GIVEN PROBLEM: Convert the stretch of the records below, from the line containing "Could you point at the concrete" through the end of the records, into a numbered list, omitting any blank lines.

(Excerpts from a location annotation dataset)
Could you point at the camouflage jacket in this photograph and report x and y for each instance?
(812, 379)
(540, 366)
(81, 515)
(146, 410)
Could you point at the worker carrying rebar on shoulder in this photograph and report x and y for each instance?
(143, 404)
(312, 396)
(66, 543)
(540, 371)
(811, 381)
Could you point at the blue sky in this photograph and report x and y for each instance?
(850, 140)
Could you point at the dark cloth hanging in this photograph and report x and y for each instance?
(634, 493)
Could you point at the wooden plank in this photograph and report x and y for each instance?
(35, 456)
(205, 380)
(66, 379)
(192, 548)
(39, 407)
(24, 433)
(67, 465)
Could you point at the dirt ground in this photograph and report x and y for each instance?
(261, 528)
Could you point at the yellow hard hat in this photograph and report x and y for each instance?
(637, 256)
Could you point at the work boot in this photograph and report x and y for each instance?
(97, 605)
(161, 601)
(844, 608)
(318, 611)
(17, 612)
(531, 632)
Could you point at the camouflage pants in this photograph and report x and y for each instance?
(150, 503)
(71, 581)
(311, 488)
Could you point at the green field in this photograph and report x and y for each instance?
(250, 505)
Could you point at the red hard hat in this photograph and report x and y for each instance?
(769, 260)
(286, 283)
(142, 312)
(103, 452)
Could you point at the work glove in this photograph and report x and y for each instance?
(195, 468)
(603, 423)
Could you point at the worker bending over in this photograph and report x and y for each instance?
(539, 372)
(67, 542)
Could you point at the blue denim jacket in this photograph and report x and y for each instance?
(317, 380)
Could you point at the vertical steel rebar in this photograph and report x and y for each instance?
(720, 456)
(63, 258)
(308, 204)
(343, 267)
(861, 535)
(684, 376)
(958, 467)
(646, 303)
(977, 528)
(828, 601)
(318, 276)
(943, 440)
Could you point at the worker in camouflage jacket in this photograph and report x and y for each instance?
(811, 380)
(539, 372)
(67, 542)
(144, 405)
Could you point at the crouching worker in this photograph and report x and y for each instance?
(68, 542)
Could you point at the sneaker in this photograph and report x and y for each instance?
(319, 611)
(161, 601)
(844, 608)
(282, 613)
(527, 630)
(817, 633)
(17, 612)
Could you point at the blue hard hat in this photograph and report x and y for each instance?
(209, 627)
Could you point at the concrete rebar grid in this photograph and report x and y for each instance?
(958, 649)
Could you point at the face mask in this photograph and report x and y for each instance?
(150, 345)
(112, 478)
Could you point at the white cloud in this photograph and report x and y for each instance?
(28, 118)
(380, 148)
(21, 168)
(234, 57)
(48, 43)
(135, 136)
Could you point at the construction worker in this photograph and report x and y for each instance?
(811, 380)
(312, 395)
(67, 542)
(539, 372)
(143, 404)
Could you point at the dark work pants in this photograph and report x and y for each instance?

ANSWER FOR THE TASK:
1. Could you point at the concrete rebar grid in this photograph and report x and y for each instance?
2. (958, 649)
3. Could you point at the face mask in this photograph and report x and y for each instance?
4. (150, 345)
5. (112, 478)
6. Could you point at the white cloud in this photograph and report x and y for each instance?
7. (28, 118)
8. (380, 148)
9. (21, 168)
10. (234, 57)
11. (48, 43)
12. (135, 136)
13. Could you point at the construction worker in this photograph and report x and y for each instance?
14. (811, 380)
15. (312, 395)
16. (67, 542)
17. (539, 372)
18. (143, 404)
19. Could you point at the dark work pants in this photograph and report x and y for each instance?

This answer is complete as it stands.